━━━━━ Input for this task

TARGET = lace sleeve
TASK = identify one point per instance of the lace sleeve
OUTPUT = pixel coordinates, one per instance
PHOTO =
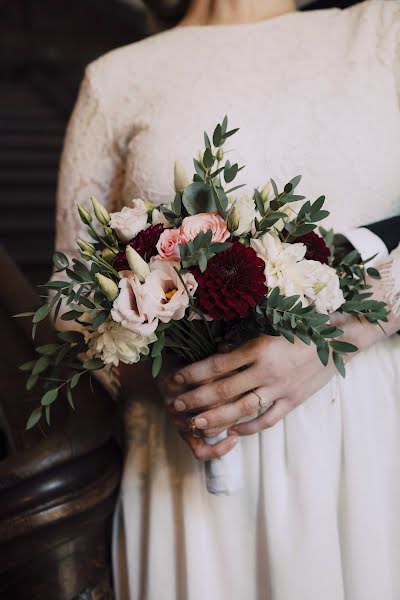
(390, 272)
(90, 165)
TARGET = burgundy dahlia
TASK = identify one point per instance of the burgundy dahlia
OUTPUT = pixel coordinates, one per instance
(144, 243)
(232, 284)
(316, 247)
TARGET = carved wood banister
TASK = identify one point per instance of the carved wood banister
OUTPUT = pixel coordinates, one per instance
(58, 490)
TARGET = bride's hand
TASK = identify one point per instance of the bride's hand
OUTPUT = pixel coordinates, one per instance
(283, 375)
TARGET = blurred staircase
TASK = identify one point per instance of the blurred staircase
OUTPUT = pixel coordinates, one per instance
(30, 144)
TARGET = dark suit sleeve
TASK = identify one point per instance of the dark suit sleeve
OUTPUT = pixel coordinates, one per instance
(388, 231)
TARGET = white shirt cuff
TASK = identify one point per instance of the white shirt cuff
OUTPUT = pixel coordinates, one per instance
(367, 244)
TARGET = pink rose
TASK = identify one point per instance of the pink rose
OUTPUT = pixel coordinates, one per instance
(167, 245)
(191, 226)
(132, 309)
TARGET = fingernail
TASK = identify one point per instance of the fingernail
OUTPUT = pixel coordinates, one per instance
(200, 422)
(179, 405)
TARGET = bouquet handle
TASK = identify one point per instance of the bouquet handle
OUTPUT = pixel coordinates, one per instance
(224, 476)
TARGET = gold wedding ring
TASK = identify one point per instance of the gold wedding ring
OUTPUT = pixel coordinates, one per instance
(194, 432)
(263, 402)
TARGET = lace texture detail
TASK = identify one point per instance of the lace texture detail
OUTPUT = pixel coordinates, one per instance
(390, 272)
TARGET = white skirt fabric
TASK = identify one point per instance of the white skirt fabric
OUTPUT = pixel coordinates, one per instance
(318, 518)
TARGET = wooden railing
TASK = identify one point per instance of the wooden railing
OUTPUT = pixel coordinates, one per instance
(58, 486)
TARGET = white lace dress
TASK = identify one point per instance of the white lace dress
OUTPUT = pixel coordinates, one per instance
(314, 93)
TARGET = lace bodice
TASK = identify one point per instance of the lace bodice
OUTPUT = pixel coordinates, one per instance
(315, 93)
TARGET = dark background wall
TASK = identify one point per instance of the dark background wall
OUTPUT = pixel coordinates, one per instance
(44, 46)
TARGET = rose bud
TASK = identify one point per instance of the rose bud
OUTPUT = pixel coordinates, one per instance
(108, 255)
(86, 247)
(233, 219)
(85, 216)
(101, 213)
(107, 286)
(139, 267)
(266, 191)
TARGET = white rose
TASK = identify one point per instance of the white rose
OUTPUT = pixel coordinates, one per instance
(130, 220)
(113, 343)
(284, 266)
(241, 216)
(157, 218)
(325, 293)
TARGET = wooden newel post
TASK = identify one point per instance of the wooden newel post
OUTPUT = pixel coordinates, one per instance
(57, 487)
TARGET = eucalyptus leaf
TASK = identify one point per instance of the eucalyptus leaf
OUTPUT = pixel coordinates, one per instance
(198, 198)
(41, 313)
(49, 397)
(34, 418)
(60, 261)
(93, 364)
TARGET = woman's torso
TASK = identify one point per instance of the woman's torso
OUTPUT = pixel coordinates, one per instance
(313, 94)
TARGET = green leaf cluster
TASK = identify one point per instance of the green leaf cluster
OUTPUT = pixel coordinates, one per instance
(199, 250)
(288, 317)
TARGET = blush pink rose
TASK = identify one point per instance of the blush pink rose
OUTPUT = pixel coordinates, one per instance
(132, 307)
(167, 245)
(191, 226)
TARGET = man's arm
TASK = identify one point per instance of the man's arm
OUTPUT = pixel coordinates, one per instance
(376, 238)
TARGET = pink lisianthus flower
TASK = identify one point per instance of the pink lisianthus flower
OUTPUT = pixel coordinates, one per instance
(191, 226)
(165, 293)
(131, 308)
(168, 244)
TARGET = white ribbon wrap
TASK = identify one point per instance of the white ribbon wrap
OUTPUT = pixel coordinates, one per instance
(224, 476)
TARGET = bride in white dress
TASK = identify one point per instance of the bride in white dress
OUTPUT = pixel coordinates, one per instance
(314, 93)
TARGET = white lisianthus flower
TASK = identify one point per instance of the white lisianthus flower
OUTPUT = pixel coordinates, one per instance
(284, 266)
(130, 220)
(326, 294)
(241, 216)
(113, 343)
(157, 218)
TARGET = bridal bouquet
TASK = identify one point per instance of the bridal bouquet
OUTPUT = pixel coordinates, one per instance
(181, 279)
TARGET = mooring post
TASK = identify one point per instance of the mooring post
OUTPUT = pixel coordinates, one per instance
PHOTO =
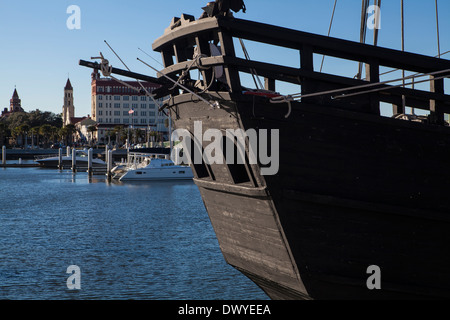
(109, 165)
(60, 165)
(4, 155)
(74, 160)
(90, 162)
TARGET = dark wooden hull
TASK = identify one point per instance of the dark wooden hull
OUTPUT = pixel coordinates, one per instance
(353, 190)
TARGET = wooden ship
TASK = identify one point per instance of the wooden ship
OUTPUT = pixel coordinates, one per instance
(354, 188)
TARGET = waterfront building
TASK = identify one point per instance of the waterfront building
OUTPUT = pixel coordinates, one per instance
(15, 105)
(68, 113)
(115, 104)
(82, 129)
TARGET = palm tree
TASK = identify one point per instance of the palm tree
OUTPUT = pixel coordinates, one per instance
(34, 132)
(23, 131)
(71, 130)
(91, 130)
(3, 132)
(45, 130)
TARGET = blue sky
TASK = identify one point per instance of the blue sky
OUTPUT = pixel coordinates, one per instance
(38, 51)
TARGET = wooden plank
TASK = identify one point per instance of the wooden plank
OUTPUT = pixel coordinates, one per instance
(269, 84)
(332, 46)
(436, 106)
(373, 76)
(232, 75)
(203, 48)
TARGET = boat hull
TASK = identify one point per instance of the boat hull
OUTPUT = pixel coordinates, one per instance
(158, 174)
(353, 190)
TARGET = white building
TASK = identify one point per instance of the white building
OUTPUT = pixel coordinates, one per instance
(114, 104)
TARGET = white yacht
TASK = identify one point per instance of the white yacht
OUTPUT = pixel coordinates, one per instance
(156, 169)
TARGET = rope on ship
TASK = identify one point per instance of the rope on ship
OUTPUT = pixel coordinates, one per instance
(213, 105)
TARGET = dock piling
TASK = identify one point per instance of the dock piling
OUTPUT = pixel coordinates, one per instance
(109, 165)
(74, 160)
(60, 162)
(90, 172)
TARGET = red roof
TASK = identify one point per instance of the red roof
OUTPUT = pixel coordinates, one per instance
(74, 120)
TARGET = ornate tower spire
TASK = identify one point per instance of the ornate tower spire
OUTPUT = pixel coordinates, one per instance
(15, 103)
(68, 107)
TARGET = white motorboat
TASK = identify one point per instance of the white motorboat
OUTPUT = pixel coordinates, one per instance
(81, 160)
(152, 169)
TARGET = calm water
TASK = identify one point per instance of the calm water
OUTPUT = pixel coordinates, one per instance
(131, 241)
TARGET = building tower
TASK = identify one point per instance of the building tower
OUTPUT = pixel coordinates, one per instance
(15, 103)
(68, 107)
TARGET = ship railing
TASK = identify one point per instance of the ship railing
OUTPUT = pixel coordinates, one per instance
(178, 45)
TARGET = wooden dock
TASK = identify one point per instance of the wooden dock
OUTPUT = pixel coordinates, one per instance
(19, 165)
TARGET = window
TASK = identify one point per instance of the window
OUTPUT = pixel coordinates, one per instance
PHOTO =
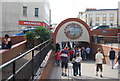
(104, 22)
(24, 10)
(111, 23)
(36, 12)
(97, 23)
(90, 15)
(111, 15)
(97, 15)
(104, 15)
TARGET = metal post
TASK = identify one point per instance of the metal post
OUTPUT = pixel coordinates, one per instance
(14, 71)
(32, 64)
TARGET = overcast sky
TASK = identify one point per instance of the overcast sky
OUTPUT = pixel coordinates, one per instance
(63, 9)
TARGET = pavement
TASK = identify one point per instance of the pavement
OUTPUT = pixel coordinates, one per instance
(88, 72)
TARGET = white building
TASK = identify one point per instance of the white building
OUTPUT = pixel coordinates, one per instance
(19, 14)
(95, 17)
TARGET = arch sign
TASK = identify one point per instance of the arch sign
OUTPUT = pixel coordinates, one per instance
(72, 29)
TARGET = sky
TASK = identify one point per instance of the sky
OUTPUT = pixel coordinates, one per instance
(63, 9)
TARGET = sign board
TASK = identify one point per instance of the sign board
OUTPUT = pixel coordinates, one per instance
(31, 23)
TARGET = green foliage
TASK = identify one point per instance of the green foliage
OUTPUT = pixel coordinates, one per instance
(30, 38)
(40, 34)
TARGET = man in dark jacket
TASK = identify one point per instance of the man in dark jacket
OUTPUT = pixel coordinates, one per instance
(111, 57)
(64, 60)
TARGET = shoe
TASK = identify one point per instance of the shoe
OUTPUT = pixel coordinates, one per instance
(74, 75)
(96, 74)
(65, 74)
(79, 74)
(62, 74)
(101, 76)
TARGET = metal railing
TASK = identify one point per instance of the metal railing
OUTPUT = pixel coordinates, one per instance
(27, 71)
(106, 39)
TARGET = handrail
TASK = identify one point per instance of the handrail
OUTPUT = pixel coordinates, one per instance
(22, 55)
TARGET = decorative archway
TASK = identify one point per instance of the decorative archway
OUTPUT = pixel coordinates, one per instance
(72, 29)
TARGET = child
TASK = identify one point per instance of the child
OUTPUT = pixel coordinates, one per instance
(57, 58)
(75, 67)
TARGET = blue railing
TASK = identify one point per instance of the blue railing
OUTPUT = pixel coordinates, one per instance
(15, 70)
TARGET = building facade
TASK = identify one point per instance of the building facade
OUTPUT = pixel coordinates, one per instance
(119, 13)
(96, 17)
(18, 15)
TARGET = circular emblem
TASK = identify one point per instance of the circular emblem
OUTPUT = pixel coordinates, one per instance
(73, 31)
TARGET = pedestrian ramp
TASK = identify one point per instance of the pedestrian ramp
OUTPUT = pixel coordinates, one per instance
(87, 72)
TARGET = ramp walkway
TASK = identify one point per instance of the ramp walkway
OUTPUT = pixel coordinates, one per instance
(88, 72)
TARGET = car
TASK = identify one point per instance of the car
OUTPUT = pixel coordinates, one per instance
(100, 27)
(23, 32)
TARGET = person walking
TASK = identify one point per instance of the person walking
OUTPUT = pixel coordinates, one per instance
(75, 67)
(88, 53)
(57, 57)
(7, 43)
(111, 55)
(78, 60)
(83, 53)
(64, 60)
(71, 53)
(99, 61)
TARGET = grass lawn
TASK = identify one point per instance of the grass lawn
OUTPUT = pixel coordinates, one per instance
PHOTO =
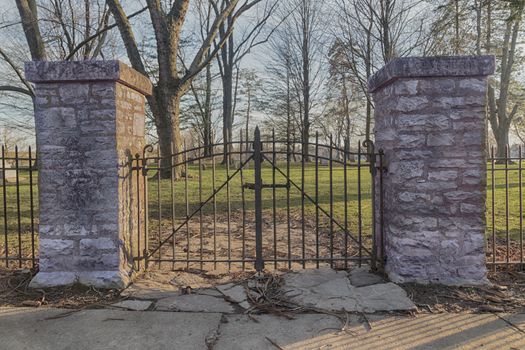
(198, 191)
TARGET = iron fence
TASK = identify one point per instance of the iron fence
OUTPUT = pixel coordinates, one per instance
(18, 178)
(315, 210)
(264, 203)
(504, 243)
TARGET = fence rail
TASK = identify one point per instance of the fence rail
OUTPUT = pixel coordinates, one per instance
(19, 204)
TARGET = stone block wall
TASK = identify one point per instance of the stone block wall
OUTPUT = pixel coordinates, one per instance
(430, 122)
(90, 120)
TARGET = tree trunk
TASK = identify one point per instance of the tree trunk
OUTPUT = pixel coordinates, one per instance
(502, 141)
(207, 130)
(166, 112)
(227, 111)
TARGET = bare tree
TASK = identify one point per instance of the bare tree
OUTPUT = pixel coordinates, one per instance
(500, 114)
(53, 29)
(238, 45)
(173, 81)
(372, 32)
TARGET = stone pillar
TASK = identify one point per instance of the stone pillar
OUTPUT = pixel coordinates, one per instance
(90, 120)
(430, 122)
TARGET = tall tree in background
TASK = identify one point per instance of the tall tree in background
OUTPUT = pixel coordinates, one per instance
(303, 37)
(236, 45)
(52, 29)
(372, 32)
(487, 27)
(171, 81)
(500, 113)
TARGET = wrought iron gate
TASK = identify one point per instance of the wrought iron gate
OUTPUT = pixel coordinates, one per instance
(261, 203)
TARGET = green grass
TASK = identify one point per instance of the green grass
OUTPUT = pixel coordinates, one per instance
(196, 192)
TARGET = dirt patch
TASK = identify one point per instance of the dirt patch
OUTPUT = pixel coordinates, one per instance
(223, 241)
(15, 291)
(507, 295)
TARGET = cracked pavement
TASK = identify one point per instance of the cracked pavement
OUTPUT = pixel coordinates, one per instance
(217, 318)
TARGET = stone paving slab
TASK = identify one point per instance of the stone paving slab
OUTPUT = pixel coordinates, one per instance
(194, 303)
(134, 305)
(242, 333)
(362, 277)
(332, 290)
(23, 328)
(59, 329)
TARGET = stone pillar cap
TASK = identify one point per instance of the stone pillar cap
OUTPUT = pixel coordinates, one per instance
(437, 66)
(87, 71)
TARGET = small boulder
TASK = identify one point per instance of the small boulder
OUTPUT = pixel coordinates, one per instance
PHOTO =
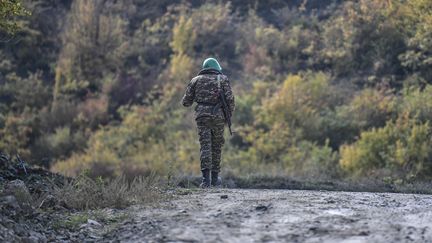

━━━━━━━━━━

- **Requirement**: Reproduce every line of the records, requests included, from the line with "TARGET = stone pillar cap" through the end of the records. Multiply each pixel coordinate in the answers by 1.7 and round to whole numbers, halves up, and leave the pictures out.

- **Solution for this task**:
TARGET = stone pillar cap
TASK = identify one point per instance of the stone pillar cap
OUTPUT = pixel coordinates, one per instance
(743, 112)
(148, 121)
TARGET = small boulder
TASK = identify one point per instance of the small boulder
OUTPUT = pixel coordinates, one per instance
PHOTO =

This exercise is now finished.